# [AIM OF THE TASK]
Count the lines in the records below that contain the string "rear", treating uppercase and lowercase as different. Reply with the number alone.

# [PROVIDED DATA]
[Begin]
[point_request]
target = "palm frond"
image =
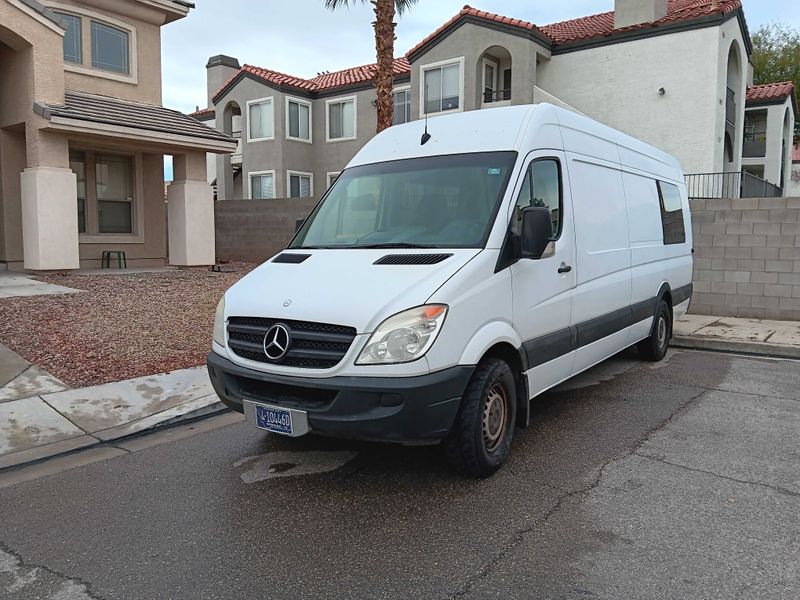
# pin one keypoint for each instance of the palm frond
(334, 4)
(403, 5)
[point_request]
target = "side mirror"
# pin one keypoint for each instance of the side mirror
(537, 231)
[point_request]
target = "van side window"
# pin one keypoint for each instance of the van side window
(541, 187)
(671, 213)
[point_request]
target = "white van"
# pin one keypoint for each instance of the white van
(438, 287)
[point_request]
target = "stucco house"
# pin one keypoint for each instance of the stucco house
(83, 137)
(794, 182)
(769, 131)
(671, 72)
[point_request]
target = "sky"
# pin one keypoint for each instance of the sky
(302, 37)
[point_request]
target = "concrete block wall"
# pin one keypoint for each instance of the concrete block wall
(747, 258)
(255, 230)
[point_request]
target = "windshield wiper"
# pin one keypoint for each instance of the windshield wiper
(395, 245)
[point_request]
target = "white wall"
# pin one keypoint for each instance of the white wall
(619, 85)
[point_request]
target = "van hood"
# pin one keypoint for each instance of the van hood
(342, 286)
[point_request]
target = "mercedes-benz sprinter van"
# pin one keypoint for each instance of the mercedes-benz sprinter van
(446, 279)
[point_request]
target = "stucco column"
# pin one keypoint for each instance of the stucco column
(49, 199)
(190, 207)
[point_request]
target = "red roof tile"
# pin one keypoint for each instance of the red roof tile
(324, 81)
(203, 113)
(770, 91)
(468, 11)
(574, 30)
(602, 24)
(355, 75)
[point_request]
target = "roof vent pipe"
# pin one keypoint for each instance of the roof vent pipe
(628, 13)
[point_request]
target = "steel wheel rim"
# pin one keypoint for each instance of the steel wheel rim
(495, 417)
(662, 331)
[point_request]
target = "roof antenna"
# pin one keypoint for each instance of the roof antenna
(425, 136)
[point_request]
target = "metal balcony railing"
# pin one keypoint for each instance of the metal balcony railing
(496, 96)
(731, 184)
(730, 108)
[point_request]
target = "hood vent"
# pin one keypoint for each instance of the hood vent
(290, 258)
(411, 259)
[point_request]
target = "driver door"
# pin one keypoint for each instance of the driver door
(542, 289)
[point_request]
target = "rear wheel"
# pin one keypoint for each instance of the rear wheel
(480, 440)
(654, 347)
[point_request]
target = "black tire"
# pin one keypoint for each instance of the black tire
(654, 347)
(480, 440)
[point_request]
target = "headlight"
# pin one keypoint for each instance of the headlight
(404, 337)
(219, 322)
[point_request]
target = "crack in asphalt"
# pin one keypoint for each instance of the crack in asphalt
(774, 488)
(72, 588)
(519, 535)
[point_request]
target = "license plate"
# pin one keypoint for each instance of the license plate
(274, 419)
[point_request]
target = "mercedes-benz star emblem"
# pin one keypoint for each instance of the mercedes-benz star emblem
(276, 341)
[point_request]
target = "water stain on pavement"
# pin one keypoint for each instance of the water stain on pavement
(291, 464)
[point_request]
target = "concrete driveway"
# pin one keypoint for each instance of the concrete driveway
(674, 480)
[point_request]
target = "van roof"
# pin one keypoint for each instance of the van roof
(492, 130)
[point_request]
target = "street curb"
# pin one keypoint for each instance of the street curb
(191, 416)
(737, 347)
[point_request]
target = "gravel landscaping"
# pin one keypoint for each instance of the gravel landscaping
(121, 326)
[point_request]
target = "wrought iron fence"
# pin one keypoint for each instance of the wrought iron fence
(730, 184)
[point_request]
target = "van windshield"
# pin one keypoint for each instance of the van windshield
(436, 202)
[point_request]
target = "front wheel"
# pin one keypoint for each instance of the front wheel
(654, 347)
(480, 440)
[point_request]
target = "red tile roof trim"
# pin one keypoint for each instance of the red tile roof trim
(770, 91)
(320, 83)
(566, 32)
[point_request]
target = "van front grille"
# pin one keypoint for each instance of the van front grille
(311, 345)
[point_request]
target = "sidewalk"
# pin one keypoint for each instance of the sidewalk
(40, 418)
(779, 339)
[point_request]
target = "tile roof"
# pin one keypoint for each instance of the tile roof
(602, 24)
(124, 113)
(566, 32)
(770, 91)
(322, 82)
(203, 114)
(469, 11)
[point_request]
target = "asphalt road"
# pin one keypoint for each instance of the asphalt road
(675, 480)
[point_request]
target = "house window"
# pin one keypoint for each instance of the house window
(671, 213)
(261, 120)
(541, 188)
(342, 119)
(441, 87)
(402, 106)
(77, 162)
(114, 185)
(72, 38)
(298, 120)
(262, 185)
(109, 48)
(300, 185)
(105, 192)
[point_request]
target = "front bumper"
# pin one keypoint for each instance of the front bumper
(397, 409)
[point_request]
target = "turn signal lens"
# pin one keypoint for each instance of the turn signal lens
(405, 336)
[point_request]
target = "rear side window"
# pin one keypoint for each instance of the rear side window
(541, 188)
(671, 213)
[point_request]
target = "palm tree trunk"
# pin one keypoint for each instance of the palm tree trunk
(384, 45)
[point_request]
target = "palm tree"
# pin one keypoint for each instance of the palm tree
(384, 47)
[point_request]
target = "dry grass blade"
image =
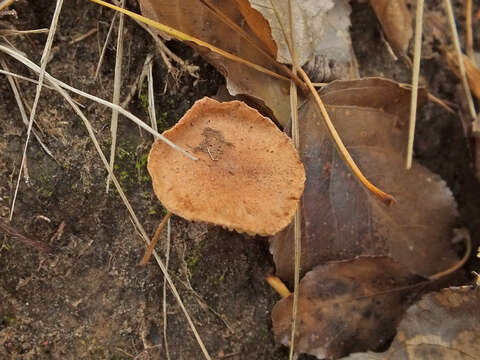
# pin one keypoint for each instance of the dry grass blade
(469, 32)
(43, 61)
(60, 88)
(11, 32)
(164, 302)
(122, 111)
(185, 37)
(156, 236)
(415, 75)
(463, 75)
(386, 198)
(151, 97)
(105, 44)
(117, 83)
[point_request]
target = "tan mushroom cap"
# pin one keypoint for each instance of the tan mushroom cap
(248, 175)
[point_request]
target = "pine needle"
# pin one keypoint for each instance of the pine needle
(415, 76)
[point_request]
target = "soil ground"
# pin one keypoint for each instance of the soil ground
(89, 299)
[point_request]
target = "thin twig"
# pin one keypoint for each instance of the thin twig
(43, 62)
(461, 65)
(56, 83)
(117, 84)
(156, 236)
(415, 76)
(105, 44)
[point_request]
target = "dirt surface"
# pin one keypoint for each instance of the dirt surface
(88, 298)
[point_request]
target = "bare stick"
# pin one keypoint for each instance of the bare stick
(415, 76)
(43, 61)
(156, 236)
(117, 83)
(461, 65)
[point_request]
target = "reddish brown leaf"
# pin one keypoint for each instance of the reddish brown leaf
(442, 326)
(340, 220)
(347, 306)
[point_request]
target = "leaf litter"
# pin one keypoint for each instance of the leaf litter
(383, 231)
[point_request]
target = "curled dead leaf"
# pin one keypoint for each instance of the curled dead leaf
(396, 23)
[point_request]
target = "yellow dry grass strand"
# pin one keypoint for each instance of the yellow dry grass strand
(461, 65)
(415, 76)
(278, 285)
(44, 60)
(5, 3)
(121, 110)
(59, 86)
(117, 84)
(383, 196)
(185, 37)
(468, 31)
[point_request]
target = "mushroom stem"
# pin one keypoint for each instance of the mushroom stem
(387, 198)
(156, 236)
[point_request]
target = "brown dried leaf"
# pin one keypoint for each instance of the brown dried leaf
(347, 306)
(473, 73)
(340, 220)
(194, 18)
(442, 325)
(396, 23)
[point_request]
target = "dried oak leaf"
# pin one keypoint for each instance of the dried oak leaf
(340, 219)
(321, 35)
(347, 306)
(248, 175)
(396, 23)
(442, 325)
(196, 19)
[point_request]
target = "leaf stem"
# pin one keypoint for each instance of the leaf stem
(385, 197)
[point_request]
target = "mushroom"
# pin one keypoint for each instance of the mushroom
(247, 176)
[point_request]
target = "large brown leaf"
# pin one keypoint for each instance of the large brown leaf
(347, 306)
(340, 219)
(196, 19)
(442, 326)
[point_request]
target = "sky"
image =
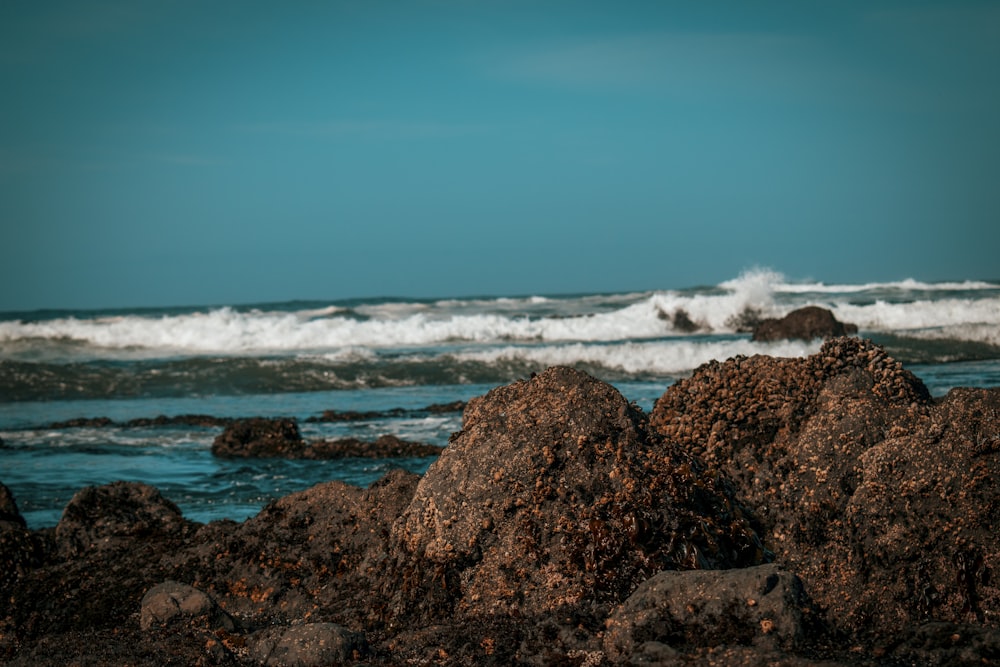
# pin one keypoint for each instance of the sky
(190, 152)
[End]
# [SOLUTION]
4